Problem description:
In how many lines of the entries below does "instance" appear? Give only the number.

Supplied records:
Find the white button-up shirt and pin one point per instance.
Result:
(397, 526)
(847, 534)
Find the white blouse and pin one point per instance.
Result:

The answer:
2